Written request ::
From the data below, copy every line that contains the string "jetty". Matching is case-sensitive.

Stored records ::

######

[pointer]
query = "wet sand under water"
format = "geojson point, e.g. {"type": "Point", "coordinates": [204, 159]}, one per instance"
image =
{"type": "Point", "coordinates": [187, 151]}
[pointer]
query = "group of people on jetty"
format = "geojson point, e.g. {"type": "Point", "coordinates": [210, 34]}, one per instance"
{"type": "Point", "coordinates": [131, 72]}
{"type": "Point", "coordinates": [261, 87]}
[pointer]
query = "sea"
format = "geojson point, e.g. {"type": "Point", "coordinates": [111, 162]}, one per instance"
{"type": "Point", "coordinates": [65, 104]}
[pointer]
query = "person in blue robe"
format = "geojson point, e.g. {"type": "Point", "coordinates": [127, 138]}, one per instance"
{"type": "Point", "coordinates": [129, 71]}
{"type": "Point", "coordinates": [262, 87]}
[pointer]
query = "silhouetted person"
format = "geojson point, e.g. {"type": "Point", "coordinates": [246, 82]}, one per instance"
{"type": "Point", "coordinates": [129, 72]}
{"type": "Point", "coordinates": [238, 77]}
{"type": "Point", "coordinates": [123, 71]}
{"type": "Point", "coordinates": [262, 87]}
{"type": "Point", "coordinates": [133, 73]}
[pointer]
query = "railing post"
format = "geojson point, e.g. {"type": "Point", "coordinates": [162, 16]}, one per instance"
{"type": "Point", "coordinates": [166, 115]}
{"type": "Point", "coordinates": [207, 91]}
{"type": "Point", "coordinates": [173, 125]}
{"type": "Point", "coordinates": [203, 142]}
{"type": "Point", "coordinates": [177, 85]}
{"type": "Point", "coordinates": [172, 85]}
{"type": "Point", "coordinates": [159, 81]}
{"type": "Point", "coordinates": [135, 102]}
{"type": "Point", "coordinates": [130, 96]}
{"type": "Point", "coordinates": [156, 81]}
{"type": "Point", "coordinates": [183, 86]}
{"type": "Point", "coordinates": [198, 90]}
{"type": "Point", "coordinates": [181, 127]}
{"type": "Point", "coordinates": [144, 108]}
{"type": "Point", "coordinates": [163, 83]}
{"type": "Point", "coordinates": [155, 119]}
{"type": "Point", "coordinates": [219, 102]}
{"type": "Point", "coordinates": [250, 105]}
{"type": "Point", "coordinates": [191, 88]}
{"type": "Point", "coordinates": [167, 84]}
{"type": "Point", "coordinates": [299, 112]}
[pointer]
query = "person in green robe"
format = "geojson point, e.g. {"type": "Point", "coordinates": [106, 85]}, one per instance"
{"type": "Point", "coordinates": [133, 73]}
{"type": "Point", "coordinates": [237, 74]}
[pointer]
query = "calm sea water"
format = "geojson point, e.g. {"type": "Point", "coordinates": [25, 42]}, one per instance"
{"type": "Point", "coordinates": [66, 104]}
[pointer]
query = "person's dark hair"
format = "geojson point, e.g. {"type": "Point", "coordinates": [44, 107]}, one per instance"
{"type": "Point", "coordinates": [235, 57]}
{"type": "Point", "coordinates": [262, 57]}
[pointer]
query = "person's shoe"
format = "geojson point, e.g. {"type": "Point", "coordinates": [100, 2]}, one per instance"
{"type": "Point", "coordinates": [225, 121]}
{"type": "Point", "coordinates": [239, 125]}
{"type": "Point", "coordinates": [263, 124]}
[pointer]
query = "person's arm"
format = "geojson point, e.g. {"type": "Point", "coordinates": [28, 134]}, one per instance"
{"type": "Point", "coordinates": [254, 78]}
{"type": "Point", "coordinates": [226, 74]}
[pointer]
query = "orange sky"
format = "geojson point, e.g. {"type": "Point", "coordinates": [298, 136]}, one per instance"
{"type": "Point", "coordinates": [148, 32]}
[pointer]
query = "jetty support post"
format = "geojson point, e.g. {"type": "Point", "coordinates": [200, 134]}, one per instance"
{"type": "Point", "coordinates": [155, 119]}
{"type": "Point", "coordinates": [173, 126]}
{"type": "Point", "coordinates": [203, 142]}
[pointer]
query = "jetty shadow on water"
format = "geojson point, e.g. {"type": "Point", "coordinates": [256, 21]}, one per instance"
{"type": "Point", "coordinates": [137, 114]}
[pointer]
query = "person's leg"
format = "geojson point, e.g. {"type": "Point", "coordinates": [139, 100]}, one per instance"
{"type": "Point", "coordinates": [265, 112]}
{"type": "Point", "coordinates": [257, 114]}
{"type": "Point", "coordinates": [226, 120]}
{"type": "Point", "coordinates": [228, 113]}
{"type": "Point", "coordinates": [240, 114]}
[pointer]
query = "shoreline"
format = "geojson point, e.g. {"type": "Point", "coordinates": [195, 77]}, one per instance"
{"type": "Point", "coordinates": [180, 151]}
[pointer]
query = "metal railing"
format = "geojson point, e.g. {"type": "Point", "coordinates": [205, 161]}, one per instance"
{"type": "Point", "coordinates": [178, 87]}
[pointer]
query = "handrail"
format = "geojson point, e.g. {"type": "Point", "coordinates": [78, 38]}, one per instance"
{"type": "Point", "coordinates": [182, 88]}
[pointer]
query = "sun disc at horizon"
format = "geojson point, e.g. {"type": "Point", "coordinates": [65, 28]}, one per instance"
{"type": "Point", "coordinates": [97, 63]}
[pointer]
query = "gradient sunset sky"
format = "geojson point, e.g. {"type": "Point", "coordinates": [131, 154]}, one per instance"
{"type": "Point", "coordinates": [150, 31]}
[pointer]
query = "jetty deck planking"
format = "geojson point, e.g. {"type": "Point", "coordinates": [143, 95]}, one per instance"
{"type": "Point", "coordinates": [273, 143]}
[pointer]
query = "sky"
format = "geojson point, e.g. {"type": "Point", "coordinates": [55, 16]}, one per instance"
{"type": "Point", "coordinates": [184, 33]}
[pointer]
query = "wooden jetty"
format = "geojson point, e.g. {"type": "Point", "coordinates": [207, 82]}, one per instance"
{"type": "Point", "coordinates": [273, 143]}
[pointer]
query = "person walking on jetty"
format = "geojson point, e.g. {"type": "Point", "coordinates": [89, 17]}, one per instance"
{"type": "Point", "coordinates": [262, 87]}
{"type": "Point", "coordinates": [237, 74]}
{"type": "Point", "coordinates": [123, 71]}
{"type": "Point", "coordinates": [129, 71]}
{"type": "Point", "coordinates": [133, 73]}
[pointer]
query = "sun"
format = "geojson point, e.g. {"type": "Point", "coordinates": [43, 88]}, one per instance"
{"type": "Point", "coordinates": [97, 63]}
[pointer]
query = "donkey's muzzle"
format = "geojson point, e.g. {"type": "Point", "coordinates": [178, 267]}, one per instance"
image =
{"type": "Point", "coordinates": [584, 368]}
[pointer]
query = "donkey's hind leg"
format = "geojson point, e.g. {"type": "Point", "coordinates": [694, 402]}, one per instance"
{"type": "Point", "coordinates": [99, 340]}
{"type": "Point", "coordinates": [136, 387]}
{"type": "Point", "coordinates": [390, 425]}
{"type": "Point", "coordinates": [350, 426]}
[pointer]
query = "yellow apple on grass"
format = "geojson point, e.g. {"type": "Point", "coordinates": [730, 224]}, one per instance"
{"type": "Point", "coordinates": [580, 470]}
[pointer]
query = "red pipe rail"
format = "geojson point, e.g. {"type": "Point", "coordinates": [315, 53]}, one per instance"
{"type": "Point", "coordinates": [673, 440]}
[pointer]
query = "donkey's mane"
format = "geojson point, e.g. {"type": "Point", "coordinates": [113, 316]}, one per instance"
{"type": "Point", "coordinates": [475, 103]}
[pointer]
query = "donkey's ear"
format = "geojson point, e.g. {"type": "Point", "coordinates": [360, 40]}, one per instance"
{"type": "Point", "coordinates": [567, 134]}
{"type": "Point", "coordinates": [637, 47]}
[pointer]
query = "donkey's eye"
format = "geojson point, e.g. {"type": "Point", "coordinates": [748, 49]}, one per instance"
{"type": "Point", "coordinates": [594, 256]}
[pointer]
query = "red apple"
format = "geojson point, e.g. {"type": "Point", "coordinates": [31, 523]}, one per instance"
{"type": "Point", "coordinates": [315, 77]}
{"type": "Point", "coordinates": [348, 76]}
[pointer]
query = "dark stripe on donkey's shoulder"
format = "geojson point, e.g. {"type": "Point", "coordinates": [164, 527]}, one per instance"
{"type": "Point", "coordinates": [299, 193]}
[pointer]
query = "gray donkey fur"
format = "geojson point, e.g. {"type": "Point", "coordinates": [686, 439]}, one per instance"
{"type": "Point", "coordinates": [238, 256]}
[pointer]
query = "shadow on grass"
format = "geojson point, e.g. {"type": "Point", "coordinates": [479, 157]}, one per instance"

######

Answer to the problem ::
query = "group of people on jetty"
query = "jetty support post"
query = "jetty shadow on water"
query = "jetty deck planking"
query = "wooden jetty"
query = "person walking on jetty"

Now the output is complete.